- [PAGE EXCERPT]:
┄┄┄┄┄┄┄┄┄┄┄┄┄┄┄┄┄┄┄┄

You know how in high school how the advisers and teachers and everyone else is asking what we want do or be when we grow up?  How they start pushing all us young students to choose a career path and decide who we are and want to be?  I remember it.  And call me a late bloomer, I’m still thinking about it.  But, I have a feeling we all are still asking ourselves that deep down.

For most they push those questions of careers and future onto us around senior year of high school.  Currently, it’s my senior year of college, so I’ve already made my decision in that regard.  I thought I knew what I wanted to do.  And I remember saying, “I’m going to go into Aerospace Engineering so I can go to space!”  Then things changed.  I missed the deadline for applying to University of Washington and instead got accepted to Oregon State University and University of Nevada, Reno.  Both good engineering colleges, but not for Aerospace.

Ok, so maybe Mechanical Engineering is where I would want to start.  It provides a good base for me to head into Aerospace.  Sounds good to me, I’ll start with Mechanical, get a Bachelors, and then head up to UW to get a Masters in Aerospace.  Good, I have a plan for the future.

Well, through the ups and downs of college.  The hard work, long nights and repeated struggle to keep my GPA above water, mindset’s change and with them goals.  Which keeps bringing me back to the question of what I want to be when I grow up.

It’s difficult to keep your goals and the reasons you started off with in sight when faced with repeated challenges that can seem rather daunting.  I wanted to design and build spaceships.  I wanted to be able to sit down at the drawing board and pull from my experience and knowledge the design for a ship that would best the space shuttle and bring the future of space travel into the now.  That was my reason for starting into Mechanical and wanting to head for Aerospace.

┄┄┄┄┄┄┄┄┄┄┄┄┄┄┄┄┄┄┄┄

- [DATA]:
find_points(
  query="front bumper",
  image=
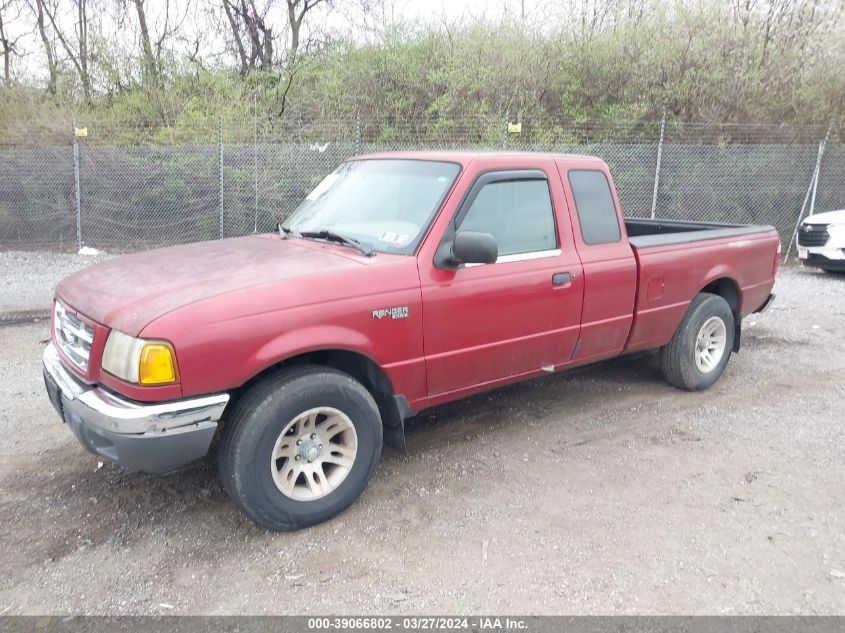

┄┄┄┄┄┄┄┄┄┄┄┄┄┄┄┄┄┄┄┄

Name every university that the essay on choosing a career path mentions. The lines have no connection to the essay on choosing a career path.

- [EXERCISE OUTPUT]:
University of Washington (also called UW), Oregon State University, University of Nevada, Reno